» Instructions for the task:
The pictures are to be omitted when the entries are reproduced exactly.

Image point grounding data:

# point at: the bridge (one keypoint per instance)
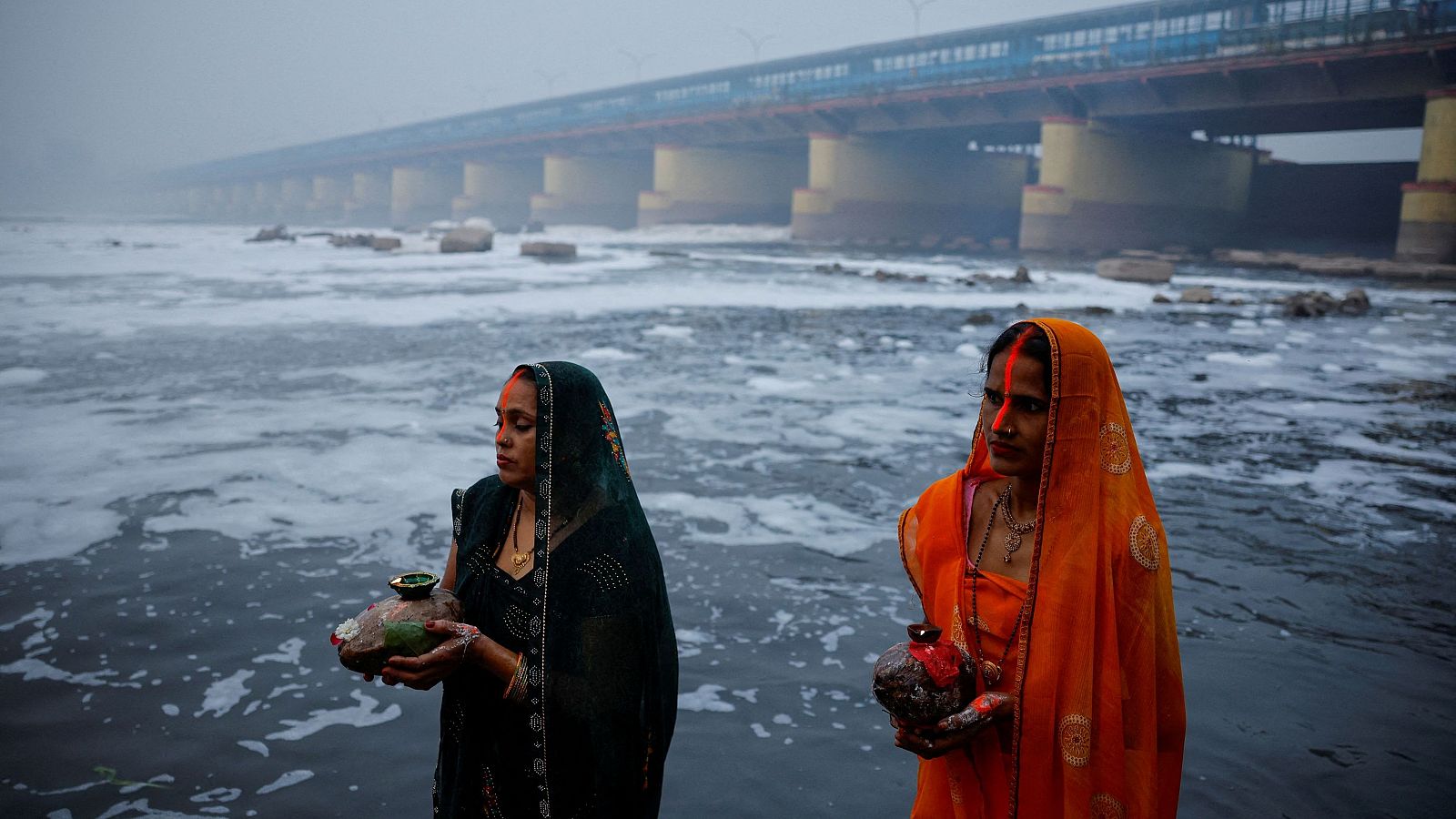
(1123, 127)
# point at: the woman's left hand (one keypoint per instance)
(957, 729)
(426, 671)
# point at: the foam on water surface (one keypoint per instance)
(228, 414)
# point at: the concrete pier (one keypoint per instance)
(500, 191)
(1429, 205)
(721, 186)
(368, 201)
(1104, 188)
(267, 197)
(420, 194)
(327, 200)
(293, 197)
(907, 187)
(593, 189)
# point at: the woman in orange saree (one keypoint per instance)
(1046, 561)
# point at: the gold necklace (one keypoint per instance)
(990, 671)
(517, 559)
(1016, 530)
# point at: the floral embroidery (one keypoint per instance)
(1107, 807)
(609, 430)
(1077, 739)
(1117, 455)
(1142, 542)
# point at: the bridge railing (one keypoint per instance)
(1123, 36)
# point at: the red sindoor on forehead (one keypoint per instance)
(506, 392)
(1011, 361)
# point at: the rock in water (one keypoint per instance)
(550, 249)
(1310, 303)
(1354, 303)
(466, 241)
(1150, 271)
(392, 627)
(924, 681)
(277, 234)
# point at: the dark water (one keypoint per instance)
(210, 453)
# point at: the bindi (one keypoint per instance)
(500, 433)
(1011, 361)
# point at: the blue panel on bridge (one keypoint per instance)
(1123, 36)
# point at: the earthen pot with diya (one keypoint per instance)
(397, 625)
(924, 681)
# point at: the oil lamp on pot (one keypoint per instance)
(924, 681)
(397, 625)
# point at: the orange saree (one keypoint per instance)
(1098, 724)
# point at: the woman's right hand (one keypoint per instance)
(957, 729)
(426, 671)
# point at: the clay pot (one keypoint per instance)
(376, 640)
(917, 693)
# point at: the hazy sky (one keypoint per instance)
(113, 87)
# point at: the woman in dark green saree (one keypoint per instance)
(561, 683)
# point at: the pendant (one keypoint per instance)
(992, 672)
(1012, 544)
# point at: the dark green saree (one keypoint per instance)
(592, 622)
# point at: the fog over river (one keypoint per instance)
(213, 452)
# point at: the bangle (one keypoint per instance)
(516, 688)
(466, 632)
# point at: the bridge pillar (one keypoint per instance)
(907, 187)
(198, 201)
(293, 196)
(720, 186)
(592, 189)
(500, 191)
(327, 198)
(242, 201)
(368, 200)
(419, 194)
(1429, 205)
(267, 197)
(1106, 188)
(220, 208)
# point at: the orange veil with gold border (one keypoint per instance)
(1098, 727)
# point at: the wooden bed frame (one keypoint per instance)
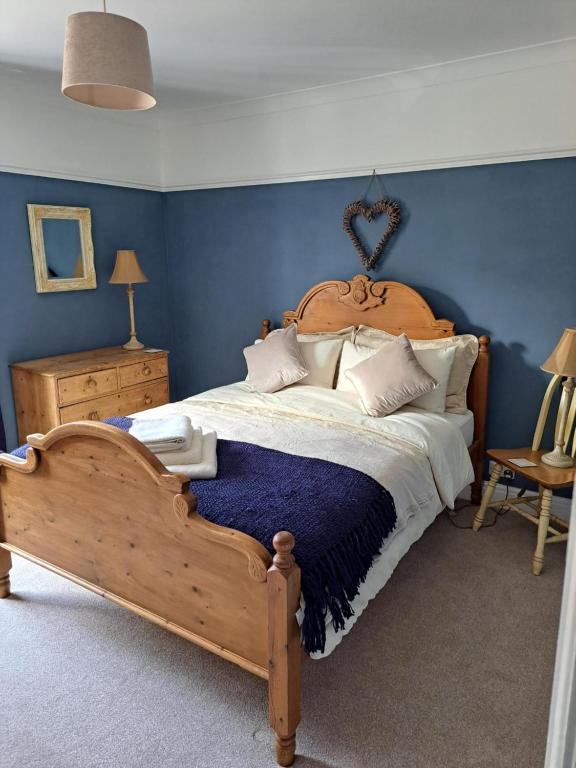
(92, 504)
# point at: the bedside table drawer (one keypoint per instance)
(87, 386)
(120, 404)
(144, 397)
(139, 373)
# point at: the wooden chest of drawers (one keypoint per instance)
(87, 385)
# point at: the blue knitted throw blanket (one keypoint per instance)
(339, 518)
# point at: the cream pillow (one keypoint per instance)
(321, 359)
(389, 378)
(466, 352)
(275, 363)
(436, 362)
(343, 333)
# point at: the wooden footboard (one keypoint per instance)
(92, 504)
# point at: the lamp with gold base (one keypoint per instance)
(127, 271)
(562, 363)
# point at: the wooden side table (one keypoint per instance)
(536, 509)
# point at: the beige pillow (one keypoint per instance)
(275, 363)
(466, 352)
(390, 378)
(321, 359)
(436, 362)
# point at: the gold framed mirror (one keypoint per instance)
(62, 250)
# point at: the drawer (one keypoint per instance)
(87, 386)
(120, 404)
(139, 373)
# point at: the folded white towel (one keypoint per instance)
(205, 469)
(188, 455)
(174, 433)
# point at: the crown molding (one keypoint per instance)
(501, 62)
(428, 164)
(114, 151)
(65, 176)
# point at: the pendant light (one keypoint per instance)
(107, 61)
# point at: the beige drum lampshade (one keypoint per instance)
(127, 270)
(563, 360)
(107, 62)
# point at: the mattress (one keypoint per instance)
(421, 458)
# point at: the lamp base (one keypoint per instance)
(557, 458)
(133, 344)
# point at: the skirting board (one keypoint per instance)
(560, 504)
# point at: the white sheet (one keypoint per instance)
(465, 423)
(420, 457)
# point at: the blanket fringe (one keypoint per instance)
(333, 583)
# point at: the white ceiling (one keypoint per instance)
(207, 52)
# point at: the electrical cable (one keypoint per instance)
(452, 514)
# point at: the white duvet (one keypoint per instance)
(420, 457)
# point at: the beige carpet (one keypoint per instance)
(449, 667)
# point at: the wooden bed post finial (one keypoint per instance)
(284, 654)
(5, 565)
(264, 329)
(283, 544)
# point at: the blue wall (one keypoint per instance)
(491, 247)
(35, 325)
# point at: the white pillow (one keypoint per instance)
(321, 359)
(437, 362)
(466, 352)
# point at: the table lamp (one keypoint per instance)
(127, 271)
(562, 362)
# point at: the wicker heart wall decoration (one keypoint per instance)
(370, 213)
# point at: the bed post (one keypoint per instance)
(284, 652)
(478, 403)
(5, 565)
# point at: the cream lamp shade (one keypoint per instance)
(127, 270)
(107, 62)
(563, 360)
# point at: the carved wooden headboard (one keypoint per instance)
(396, 308)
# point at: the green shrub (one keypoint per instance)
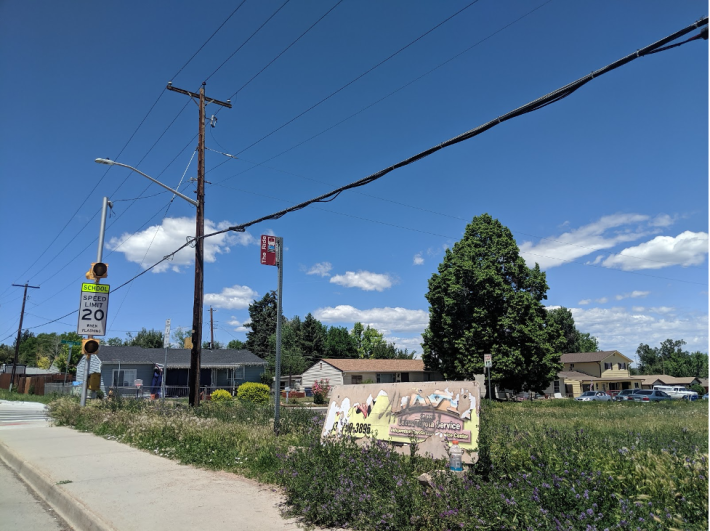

» Exercise solution:
# point at: the bridge (one keypoint per instance)
(1123, 127)
# point at: the woman's left hand (one keypoint per instance)
(957, 729)
(426, 671)
# point at: the foam on water surface (one keypoint per instance)
(228, 414)
# point at: the concrete pier (one keypoint per instance)
(500, 191)
(1429, 205)
(721, 186)
(368, 201)
(1104, 188)
(267, 197)
(420, 194)
(327, 200)
(293, 197)
(907, 187)
(593, 189)
# point at: the woman in orange saree (one keypoint per instance)
(1046, 561)
# point at: the gold necklace (one keypoint per instance)
(990, 671)
(517, 559)
(1016, 530)
# point at: the floral embroidery (one keypoint per instance)
(1107, 807)
(609, 430)
(1077, 739)
(1117, 455)
(1142, 542)
# point at: the bridge railing (one keypoint per instance)
(1123, 36)
# point at: the red sindoor on forehead (one keypoint per instance)
(506, 392)
(1011, 361)
# point at: the rock in water (one keypoint per instance)
(550, 249)
(1310, 303)
(1354, 303)
(466, 241)
(1150, 271)
(392, 627)
(924, 681)
(277, 234)
# point at: the dark water (one keypoint per instance)
(210, 453)
# point at: the bindi (one keypoint per instance)
(500, 433)
(1011, 361)
# point at: the blue panel on bridge (one keypoint per instance)
(1123, 36)
# point at: the earthen pot with diya (one keypoint per instance)
(397, 625)
(924, 681)
# point at: the oil lamp on pot (one keypoint per instance)
(924, 681)
(397, 625)
# point at: the orange saree (one keypoint per instance)
(1098, 724)
# point at: the woman's right hand (one keypoint per instance)
(957, 729)
(426, 671)
# point at: the clay pot (one keypoint per instance)
(376, 640)
(917, 693)
# point at: the hazy sky (one keypoint per instance)
(113, 87)
# point at: the woman in dark green saree (one keypoint per instance)
(561, 683)
# point at: the pendant (one keypoint per instance)
(992, 672)
(1012, 544)
# point at: the dark green saree (one keypoint per instance)
(592, 622)
# point at: the fog over river (one keypoint per instance)
(213, 452)
# point at: the bangle (one keypoint per instance)
(516, 688)
(466, 632)
# point at: the bridge pillar (one keypoint per instance)
(907, 187)
(198, 201)
(293, 196)
(720, 186)
(592, 189)
(500, 191)
(327, 198)
(242, 201)
(368, 200)
(419, 194)
(1429, 205)
(267, 197)
(1106, 188)
(220, 208)
# point at: the orange veil with gold border (one keypoint per instance)
(1098, 727)
# point at: the wooden bed frame (one keypoint per instance)
(92, 504)
# point at: the bedside table drawer (one keypoint per instance)
(87, 386)
(120, 404)
(144, 397)
(139, 373)
# point at: the wooden chest of drawers (one keypoint per instance)
(87, 385)
# point at: the blue knitted throw blanket (one keypoint per instance)
(339, 518)
# point at: the cream pillow (one keypoint per instance)
(321, 359)
(389, 378)
(466, 352)
(275, 363)
(436, 362)
(343, 333)
# point at: the wooden footboard (one keypoint per instance)
(92, 504)
# point at: the lamp with gold base (one keypoint per instance)
(127, 271)
(562, 363)
# point at: the wooden side table (one keypoint per instance)
(536, 509)
# point at: the beige pillow (one keypoint per instance)
(275, 363)
(466, 352)
(390, 378)
(321, 359)
(436, 362)
# point at: the gold framed mirror (one keypoint per instance)
(62, 250)
# point at: the drawer (one keypoint per instance)
(87, 386)
(120, 404)
(139, 373)
# point at: the folded white towel (one keypoint per instance)
(205, 469)
(188, 455)
(174, 433)
# point at: the crown molding (one keypoint per instance)
(501, 62)
(428, 164)
(114, 151)
(65, 176)
# point at: the pendant light (one keypoint per instance)
(107, 61)
# point at: the beige drum lampshade (one keypoint per instance)
(127, 270)
(563, 360)
(107, 62)
# point at: the mattress (one keypoint per instance)
(421, 458)
# point at: the lamp base (one keypoint per instance)
(557, 458)
(133, 344)
# point at: the skirting board (one keypoint per instance)
(560, 504)
# point at: the white sheet (one keypoint per instance)
(465, 423)
(420, 457)
# point at: the blanket fringe (one keypoint per instance)
(333, 583)
# point at: the white ceiling (one keypoint per instance)
(207, 52)
# point at: the electrical cable (one keypoint per instance)
(452, 514)
# point at: the white duvet (one keypoint per instance)
(420, 457)
# point at: the beige carpet (one keypoint per instance)
(449, 667)
# point at: the wooden bed post finial (one keypoint per instance)
(284, 654)
(5, 565)
(264, 329)
(283, 544)
# point at: the blue wall (one keypoint per instance)
(491, 247)
(35, 325)
# point at: the white pillow (one keypoint per instance)
(321, 359)
(437, 362)
(466, 352)
# point at: the table lamp (one keypoint per instance)
(127, 271)
(562, 362)
# point at: the wicker heart wall decoration (one keypoint per instance)
(370, 213)
# point at: the bed post (one keypoint per instance)
(284, 652)
(478, 403)
(5, 565)
# point at: the cream lamp shade (one keypoint per instance)
(127, 270)
(107, 62)
(563, 360)
# point at: the carved wooden headboard (one keypoint per instance)
(396, 308)
# point at: the green shrub (one keypoint per instance)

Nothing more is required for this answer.